■ DATASET CONTENT:
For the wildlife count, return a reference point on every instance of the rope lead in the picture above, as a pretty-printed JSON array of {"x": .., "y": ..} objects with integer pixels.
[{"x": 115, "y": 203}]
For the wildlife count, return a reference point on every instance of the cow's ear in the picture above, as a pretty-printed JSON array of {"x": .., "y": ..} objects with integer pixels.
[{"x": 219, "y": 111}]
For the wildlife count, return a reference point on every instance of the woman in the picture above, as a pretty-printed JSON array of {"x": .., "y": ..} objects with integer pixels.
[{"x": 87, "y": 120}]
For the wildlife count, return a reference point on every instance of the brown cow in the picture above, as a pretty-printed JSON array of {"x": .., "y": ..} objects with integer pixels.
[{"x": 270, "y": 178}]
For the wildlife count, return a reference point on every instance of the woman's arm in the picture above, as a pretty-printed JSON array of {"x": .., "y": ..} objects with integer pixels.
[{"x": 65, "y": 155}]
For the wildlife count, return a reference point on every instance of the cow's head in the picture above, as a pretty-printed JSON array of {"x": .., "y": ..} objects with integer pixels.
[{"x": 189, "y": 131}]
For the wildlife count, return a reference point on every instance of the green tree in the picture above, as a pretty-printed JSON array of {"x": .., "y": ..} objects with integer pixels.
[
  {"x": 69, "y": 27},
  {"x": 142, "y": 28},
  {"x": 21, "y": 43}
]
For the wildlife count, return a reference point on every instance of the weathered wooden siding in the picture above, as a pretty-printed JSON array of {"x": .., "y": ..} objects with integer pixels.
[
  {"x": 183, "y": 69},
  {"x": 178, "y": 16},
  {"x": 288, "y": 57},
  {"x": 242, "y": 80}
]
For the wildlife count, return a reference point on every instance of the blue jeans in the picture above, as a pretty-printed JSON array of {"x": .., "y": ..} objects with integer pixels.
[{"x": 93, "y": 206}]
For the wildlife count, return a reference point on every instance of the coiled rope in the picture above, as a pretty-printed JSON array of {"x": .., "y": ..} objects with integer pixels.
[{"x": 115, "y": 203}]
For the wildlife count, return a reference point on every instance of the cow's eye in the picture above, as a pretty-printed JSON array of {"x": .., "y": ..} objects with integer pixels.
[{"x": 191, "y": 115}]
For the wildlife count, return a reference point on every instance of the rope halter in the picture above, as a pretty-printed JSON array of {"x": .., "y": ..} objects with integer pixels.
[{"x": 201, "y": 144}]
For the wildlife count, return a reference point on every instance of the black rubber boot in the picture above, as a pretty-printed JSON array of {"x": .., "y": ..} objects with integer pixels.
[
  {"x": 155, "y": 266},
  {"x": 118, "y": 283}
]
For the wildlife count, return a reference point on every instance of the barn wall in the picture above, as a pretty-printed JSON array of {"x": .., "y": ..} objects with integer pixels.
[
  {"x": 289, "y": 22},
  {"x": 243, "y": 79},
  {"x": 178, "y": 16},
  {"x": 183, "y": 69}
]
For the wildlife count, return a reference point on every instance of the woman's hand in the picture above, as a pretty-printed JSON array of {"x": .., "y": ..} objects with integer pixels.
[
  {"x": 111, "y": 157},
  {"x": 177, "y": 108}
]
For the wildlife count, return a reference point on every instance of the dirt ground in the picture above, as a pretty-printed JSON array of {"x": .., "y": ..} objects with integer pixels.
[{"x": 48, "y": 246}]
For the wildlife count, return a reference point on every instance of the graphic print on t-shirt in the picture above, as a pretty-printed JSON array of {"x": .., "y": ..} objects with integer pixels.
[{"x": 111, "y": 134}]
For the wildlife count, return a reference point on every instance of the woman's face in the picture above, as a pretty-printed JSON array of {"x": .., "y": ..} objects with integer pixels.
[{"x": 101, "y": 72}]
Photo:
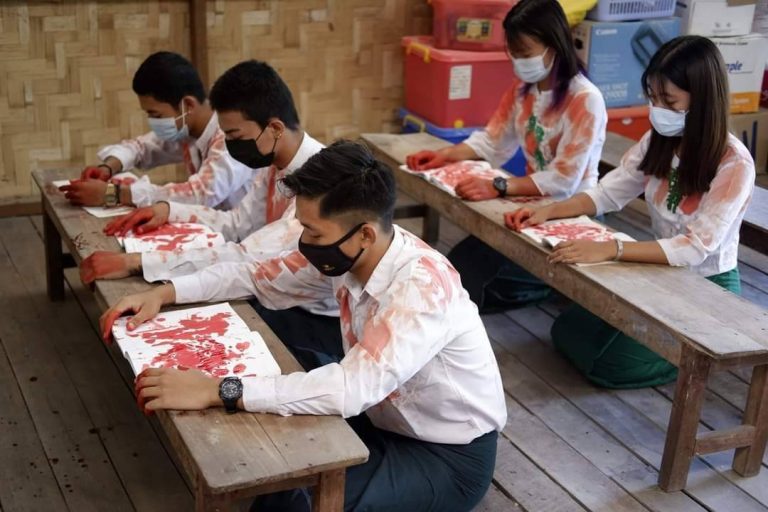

■ TASK STATEMENT: Each line from the one holding "the woman's face" through the last line of the records above must be duplicated exactly, and pictures must not be.

■ SOLUTION FOR THIS EXERCISE:
For the wildlife count, return a reference point on every instance of the woman's face in the picture above, as a pretty-printed JSON array of {"x": .., "y": ..} objects with integer pixels.
[{"x": 101, "y": 72}]
Photo:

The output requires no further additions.